• **ABOUT THIS TASK**
Restate all the data exactly, so that each line is the same as before.

(Dataset entries)
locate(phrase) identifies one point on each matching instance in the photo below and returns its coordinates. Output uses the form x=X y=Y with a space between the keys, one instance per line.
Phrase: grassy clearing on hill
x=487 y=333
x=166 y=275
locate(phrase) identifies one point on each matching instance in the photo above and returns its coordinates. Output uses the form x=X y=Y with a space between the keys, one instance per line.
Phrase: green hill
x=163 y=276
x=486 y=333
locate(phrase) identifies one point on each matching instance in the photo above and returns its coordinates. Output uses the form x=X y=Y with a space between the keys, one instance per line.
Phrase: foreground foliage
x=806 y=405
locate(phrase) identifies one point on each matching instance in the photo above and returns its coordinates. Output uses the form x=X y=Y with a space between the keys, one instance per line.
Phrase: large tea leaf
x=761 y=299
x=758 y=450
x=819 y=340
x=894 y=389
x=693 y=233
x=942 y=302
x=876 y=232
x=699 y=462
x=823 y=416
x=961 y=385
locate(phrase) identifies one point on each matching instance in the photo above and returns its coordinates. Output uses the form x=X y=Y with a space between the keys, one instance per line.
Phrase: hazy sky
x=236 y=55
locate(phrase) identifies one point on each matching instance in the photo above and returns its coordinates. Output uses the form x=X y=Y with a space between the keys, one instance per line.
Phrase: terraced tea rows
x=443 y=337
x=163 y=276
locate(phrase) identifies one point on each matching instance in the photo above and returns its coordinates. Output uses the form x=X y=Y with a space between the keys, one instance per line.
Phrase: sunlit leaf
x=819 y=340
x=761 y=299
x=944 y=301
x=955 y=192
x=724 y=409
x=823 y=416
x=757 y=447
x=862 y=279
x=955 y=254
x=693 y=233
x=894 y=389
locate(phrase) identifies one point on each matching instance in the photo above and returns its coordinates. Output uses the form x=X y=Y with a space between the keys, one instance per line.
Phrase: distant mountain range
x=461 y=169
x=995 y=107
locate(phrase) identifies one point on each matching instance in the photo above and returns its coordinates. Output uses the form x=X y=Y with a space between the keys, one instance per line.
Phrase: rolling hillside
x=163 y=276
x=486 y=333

• **COMPLETED TASK**
locate(phrase) identifies one point on each matching instance in the photo below and returns its coordinates. Output uses the form x=X y=Y with a space between the keys, one instance per line.
Phrase: grassy clearing on hill
x=487 y=333
x=166 y=275
locate(phrase) identifies one point on each matching instance in the photo above and returns its coordinates. Output uses the form x=X y=Y with a space between the keys, one instance per line.
Phrase: green hill
x=163 y=276
x=486 y=333
locate(phrase) identifies one point on each matching instance in the photo above and returns its coordinates. Output uses the form x=X y=Y with a space between the keys, one instance per line.
Phrase: foreground foliage
x=806 y=405
locate(phrase) identifies one point on each matching instance in the photo above and returns its coordinates. Output uses the form x=X y=Y with a space between the keys, one instance per line.
Phrase: large tea leaf
x=761 y=299
x=758 y=450
x=819 y=340
x=894 y=389
x=693 y=233
x=942 y=302
x=876 y=232
x=699 y=462
x=823 y=416
x=961 y=385
locate(phrase) identifies one point on each matching instance in the photo above and returns its coordinates. Output uses the form x=X y=Y with a space between the keys, one instance per line.
Phrase: hazy sky
x=236 y=55
locate(phrase) identifies one point on each matching instance in the photo above and returns its coordinates. Output uses the form x=X y=Y with a space between the keys, one instance per line.
Phrase: terraced tea rows
x=443 y=337
x=163 y=276
locate(phrase) identifies one point on each matching instance in the photo above and returns its coordinates. Output uses the form x=X y=Y with a space between the keys, one instance per line.
Phrase: sunlit leaf
x=819 y=340
x=761 y=299
x=944 y=301
x=955 y=192
x=724 y=409
x=823 y=416
x=757 y=447
x=862 y=279
x=955 y=254
x=693 y=233
x=894 y=389
locate(phrase) identifies one point on each matching instance in the photo above and returns its coordinates. Output uses the form x=X y=Y with a space between the keys, one instance per line.
Phrase: distant mountain range
x=461 y=169
x=995 y=107
locate(phrase) identifies one point on each matching instance in the photo above and returns its coordinates. Output uses the form x=X y=Y with a space between the keys, one instance per line.
Phrase: rolling hillside
x=163 y=276
x=486 y=333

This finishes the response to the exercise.